**Texto fornecido**
──────
Ele
voltou à cena nas ocorrências de furadores da fila para vacinação contra a
covid-19
O
“fura-fila”, crônica figura do elenco dos protagonistas de maus costumes
brasileiros, não é apenas a figura isolada do transgressor egoísta dos direitos
de todos. Ele faz parte de um gênero das anomalias encravadas em nosso caráter
nacional.
O
“fura-fila” voltou à cena nas ocorrências de furadores da fila para vacinação
contra a covid-19. Definiu-os o vice-presidente da República como gente sem
caráter nem solidariedade. Como se trata de um gênero de mau-caratismo, abrange
os que estimulam e apoiam os que furam a fila da vida alheia na desobediência
às regras de segurança sanitária de todos.
──────
**Exercício 1**
De acordo com o texto fornecido, por que o mau-caratismo do "fura-fila" abrange também os que estimulam e apoiam quem fura a fila? Explique em uma ou duas frases.
**Exercício 2**
Diga, por favor, se cada afirmação abaixo concorda com o texto fornecido. Responda sim ou não e cite as palavras do texto que decidem.
(a) O vice-presidente da República definiu os furadores da fila da vacinação como gente sem caráter nem solidariedade.
(b) O texto apresenta o "fura-fila" apenas como a figura isolada de um transgressor egoísta.
(c) O "fura-fila" voltou à cena nas ocorrências de furadores da fila para a vacinação contra a gripe.

**Dados brutos**
──────
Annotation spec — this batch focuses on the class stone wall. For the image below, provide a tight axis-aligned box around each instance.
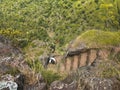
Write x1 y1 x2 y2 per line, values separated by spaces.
──────
**Resolução do exercício 1**
Porque se trata de um gênero de mau-caratismo. Por isso, inclui não só quem fura a fila, mas também os que estimulam e apoiam os que furam a fila da vida alheia, desobedecendo às regras de segurança sanitária de todos.

**Resolução do exercício 2**
(a) Sim: "Definiu-os o vice-presidente da República como gente sem caráter nem solidariedade."
(b) Não: "não é apenas a figura isolada do transgressor egoísta dos direitos de todos."
(c) Não: "nas ocorrências de furadores da fila para vacinação contra a covid-19."